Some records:

· · ·

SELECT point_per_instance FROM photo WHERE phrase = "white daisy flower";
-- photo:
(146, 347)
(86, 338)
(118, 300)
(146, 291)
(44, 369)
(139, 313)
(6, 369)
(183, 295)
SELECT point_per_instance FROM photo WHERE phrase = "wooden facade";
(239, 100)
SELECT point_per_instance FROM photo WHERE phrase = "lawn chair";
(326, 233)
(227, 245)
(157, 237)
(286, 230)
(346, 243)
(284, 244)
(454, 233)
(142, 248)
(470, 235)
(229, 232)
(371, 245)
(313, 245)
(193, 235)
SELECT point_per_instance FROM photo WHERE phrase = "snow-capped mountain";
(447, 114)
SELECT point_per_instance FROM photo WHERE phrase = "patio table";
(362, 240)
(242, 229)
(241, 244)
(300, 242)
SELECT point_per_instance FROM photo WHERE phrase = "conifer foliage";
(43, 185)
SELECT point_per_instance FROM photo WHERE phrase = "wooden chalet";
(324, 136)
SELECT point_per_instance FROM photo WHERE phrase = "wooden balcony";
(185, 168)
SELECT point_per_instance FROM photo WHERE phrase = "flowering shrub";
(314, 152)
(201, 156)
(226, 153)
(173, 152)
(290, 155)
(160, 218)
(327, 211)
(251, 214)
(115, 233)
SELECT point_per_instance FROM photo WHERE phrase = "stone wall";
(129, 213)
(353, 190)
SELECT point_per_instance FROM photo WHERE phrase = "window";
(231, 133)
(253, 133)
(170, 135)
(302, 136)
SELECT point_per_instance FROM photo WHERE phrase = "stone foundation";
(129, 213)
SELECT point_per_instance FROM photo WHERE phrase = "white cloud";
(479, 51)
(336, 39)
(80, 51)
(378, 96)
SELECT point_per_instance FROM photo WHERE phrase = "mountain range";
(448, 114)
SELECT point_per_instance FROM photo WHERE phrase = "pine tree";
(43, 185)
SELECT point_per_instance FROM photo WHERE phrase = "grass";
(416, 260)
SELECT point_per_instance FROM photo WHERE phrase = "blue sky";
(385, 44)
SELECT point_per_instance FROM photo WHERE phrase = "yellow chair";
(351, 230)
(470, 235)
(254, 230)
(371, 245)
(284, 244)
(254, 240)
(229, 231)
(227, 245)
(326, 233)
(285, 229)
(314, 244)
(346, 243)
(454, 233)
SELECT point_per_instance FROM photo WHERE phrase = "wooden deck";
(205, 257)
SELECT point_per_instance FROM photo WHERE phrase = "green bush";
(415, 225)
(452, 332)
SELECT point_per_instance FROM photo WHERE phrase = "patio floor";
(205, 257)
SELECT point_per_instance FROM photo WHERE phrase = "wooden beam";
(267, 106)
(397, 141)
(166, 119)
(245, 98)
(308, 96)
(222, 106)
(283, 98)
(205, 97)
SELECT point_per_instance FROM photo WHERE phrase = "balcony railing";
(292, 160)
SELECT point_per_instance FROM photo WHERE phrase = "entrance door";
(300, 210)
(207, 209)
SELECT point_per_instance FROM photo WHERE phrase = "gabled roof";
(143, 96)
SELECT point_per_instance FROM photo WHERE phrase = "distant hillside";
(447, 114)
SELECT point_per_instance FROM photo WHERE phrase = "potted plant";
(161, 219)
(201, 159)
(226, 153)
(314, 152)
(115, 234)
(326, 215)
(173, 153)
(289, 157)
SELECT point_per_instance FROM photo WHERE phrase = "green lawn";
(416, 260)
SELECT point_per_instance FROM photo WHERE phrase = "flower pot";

· · ·

# The task:
Reproduce each entry exactly, leaving out nothing.

# Solution:
SELECT point_per_instance FROM photo WHERE phrase = "white daisy flower";
-- photo:
(146, 347)
(86, 338)
(118, 300)
(146, 291)
(44, 369)
(139, 313)
(6, 369)
(183, 295)
SELECT point_per_instance FROM photo WHERE phrase = "wooden facade";
(239, 100)
SELECT point_per_instance FROM photo WHERE phrase = "lawn chair";
(326, 233)
(227, 245)
(157, 237)
(286, 230)
(346, 243)
(284, 244)
(454, 233)
(142, 248)
(470, 235)
(229, 232)
(371, 245)
(313, 245)
(193, 235)
SELECT point_per_instance FROM photo WHERE phrase = "snow-capped mountain";
(447, 114)
SELECT point_per_instance FROM photo WHERE phrase = "patio table";
(362, 240)
(242, 229)
(241, 244)
(300, 242)
SELECT point_per_instance FROM photo WHERE phrase = "conifer foliage";
(43, 185)
SELECT point_per_instance FROM photo WHERE phrase = "wooden chalet";
(324, 136)
SELECT point_per_instance FROM photo WHERE phrase = "wooden balcony";
(185, 168)
SELECT point_per_instance FROM photo WHERE phrase = "flowering shrub";
(314, 152)
(201, 156)
(226, 153)
(173, 152)
(290, 155)
(160, 218)
(327, 211)
(251, 214)
(115, 233)
SELECT point_per_instance FROM photo WHERE phrase = "stone wall";
(129, 213)
(353, 190)
SELECT point_per_instance FROM photo WHERE phrase = "window";
(231, 133)
(253, 133)
(170, 135)
(302, 136)
SELECT point_per_instance FROM photo WHERE phrase = "stone foundation";
(129, 213)
SELECT point_per_instance FROM photo WHERE phrase = "white cloud";
(479, 51)
(336, 39)
(80, 51)
(378, 96)
SELECT point_per_instance FROM photo WHERE phrase = "mountain range";
(448, 114)
SELECT point_per_instance FROM photo WHERE phrase = "pine tree";
(43, 185)
SELECT point_per_instance FROM photo WHERE phrase = "grass";
(416, 260)
SELECT point_per_instance FROM photo WHERE phrase = "blue sky";
(385, 44)
SELECT point_per_instance FROM photo WHERE phrase = "yellow chair";
(351, 230)
(470, 235)
(254, 230)
(371, 245)
(284, 244)
(254, 240)
(229, 231)
(227, 245)
(326, 233)
(285, 229)
(314, 244)
(346, 243)
(454, 233)
SELECT point_per_instance FROM photo WHERE phrase = "wooden deck";
(205, 257)
SELECT point_per_instance FROM photo WHERE phrase = "green bush";
(415, 225)
(452, 332)
SELECT point_per_instance FROM photo WHERE phrase = "patio floor";
(205, 257)
SELECT point_per_instance FROM photo WHERE phrase = "wooden beam";
(267, 106)
(397, 141)
(166, 119)
(245, 98)
(308, 96)
(222, 106)
(283, 98)
(205, 97)
SELECT point_per_instance FROM photo WHERE phrase = "balcony railing";
(292, 160)
SELECT point_per_instance FROM photo WHERE phrase = "entrance door";
(300, 210)
(207, 209)
SELECT point_per_instance FROM photo WHERE phrase = "gabled roof";
(143, 96)
SELECT point_per_instance FROM photo WHERE phrase = "distant hillside";
(447, 114)
SELECT point_per_instance FROM photo WHERE phrase = "potted plant";
(161, 219)
(201, 159)
(226, 153)
(314, 152)
(115, 234)
(326, 215)
(173, 153)
(289, 157)
SELECT point_per_instance FROM photo WHERE phrase = "green lawn";
(416, 260)
SELECT point_per_instance FROM photo WHERE phrase = "flower pot";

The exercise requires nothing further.